### Assignment
Gather from the listing below each line that includes the word "point", and copy it.
##### Provided data
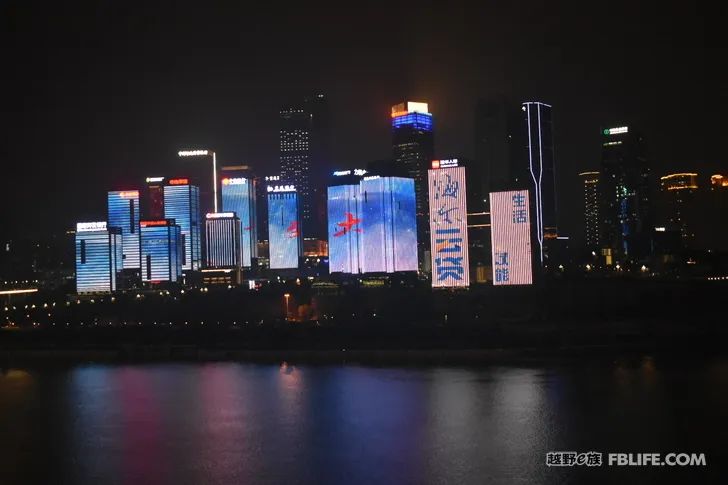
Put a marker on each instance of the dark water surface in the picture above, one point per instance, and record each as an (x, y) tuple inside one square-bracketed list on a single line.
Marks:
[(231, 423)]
##########
##### Provided data
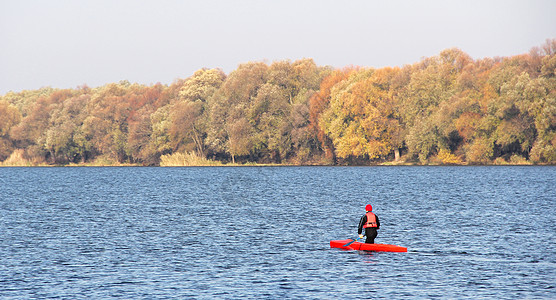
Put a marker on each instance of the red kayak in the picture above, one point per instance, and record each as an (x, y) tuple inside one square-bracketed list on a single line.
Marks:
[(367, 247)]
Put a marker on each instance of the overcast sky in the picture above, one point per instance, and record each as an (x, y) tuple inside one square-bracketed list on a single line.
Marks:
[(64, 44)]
##########
##### Provided data
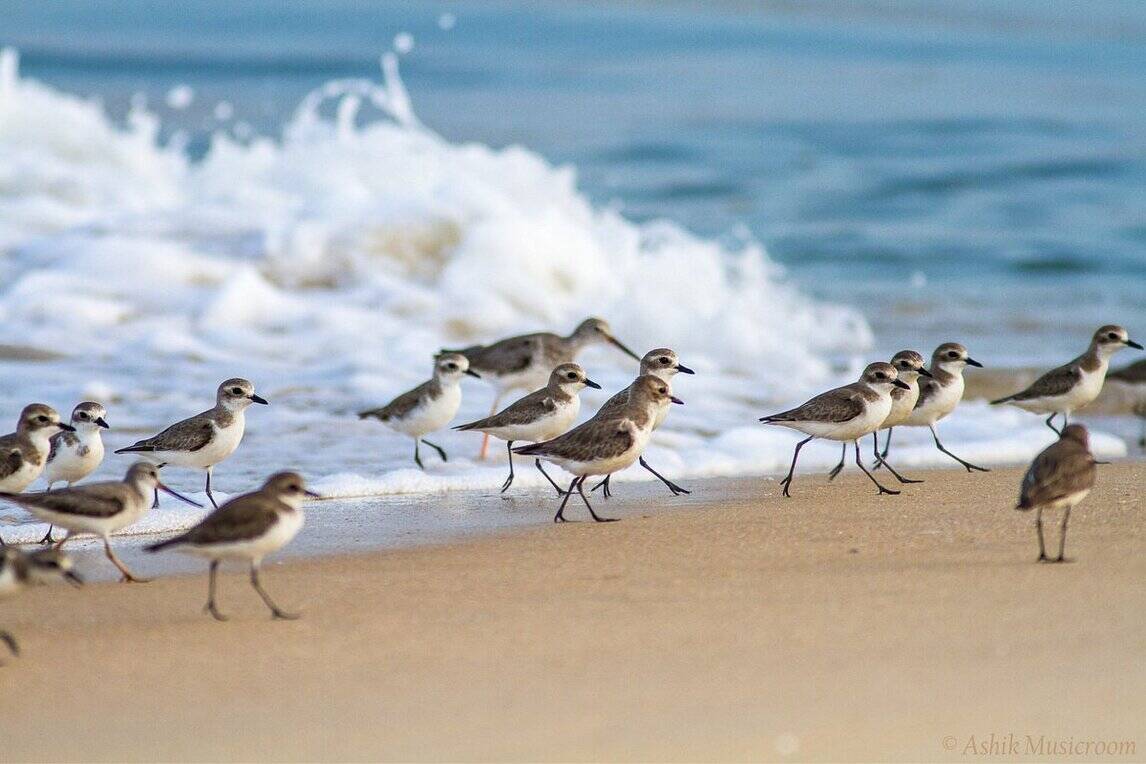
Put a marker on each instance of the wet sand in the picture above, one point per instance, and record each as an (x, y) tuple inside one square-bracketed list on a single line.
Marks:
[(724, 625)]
##########
### Response to this task
Put a marker on each instance of the dark water surface in the picture above, one point per instance, and record each as an (x, y) tuple inside one square-bracketed list on a single line.
Put a marker on each instance of the red kayak in the picture above, one point per instance, and record each as an (x, y) tuple inside one square-bracketed list on a single line.
Put a marker on each instance of the overcast sky in the picture above, one point per instance, and record each as an (x, y) tuple inside one square-bracketed list on a single line.
Put a marker on each instance of the wet sand in the picture above, one point per instance, and record each as an (x, y) tuple inside one square-bracketed list on a single line.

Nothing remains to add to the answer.